**Activity**. Without including any pictures, return the records below exactly as written.

::::::::

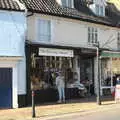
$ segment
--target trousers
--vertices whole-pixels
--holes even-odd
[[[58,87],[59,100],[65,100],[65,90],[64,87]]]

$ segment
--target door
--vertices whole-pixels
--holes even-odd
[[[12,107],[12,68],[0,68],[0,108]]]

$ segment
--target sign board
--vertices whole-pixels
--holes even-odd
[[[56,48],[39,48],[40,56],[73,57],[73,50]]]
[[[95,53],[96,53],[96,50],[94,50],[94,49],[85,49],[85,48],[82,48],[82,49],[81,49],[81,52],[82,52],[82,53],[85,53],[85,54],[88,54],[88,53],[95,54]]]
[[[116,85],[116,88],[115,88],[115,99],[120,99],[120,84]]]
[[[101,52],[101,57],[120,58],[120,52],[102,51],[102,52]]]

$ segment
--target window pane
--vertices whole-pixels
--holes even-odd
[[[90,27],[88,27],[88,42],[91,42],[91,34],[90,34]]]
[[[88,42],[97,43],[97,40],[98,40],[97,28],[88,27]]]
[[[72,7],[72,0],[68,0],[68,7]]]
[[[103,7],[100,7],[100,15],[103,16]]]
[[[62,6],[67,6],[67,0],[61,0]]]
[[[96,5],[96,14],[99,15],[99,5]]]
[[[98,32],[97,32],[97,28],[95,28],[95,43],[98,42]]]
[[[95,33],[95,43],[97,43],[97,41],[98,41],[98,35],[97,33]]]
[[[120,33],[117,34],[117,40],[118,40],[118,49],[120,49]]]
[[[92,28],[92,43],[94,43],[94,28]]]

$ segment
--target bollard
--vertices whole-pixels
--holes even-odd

::::::::

**Result for this task**.
$ segment
--target trousers
--vertices whole-pixels
--holes even-odd
[[[58,87],[59,100],[65,100],[65,90],[64,87]]]

$ segment
--target door
--vertices whole-pixels
--holes even-odd
[[[12,107],[12,68],[0,68],[0,108]]]

$ segment
--target sign board
--vertices whole-pixels
--holes even-odd
[[[56,48],[39,48],[40,56],[73,57],[73,50]]]
[[[95,53],[96,53],[96,50],[94,50],[94,49],[85,49],[85,48],[82,48],[82,49],[81,49],[81,52],[82,52],[82,53],[85,53],[85,54],[88,54],[88,53],[95,54]]]
[[[116,85],[116,88],[115,88],[115,99],[120,99],[120,84]]]
[[[101,52],[101,57],[120,58],[120,52],[102,51],[102,52]]]

$ segment
--target window pane
--vertices whole-pixels
--holes even-odd
[[[90,27],[88,27],[88,42],[91,42],[91,34],[90,34]]]
[[[88,42],[97,43],[97,40],[98,40],[97,28],[88,27]]]
[[[72,7],[72,0],[68,0],[68,7]]]
[[[103,7],[100,7],[100,15],[103,16]]]
[[[62,6],[67,6],[67,0],[61,0]]]
[[[96,5],[96,14],[99,15],[99,5]]]
[[[98,32],[97,32],[97,28],[95,28],[95,43],[98,42]]]
[[[95,33],[95,43],[97,43],[97,41],[98,41],[98,35],[97,33]]]
[[[120,33],[117,34],[117,40],[118,40],[118,49],[120,49]]]
[[[92,28],[92,43],[94,43],[94,28]]]

$ segment
--target bollard
--vertices whole-pixels
--holes even-odd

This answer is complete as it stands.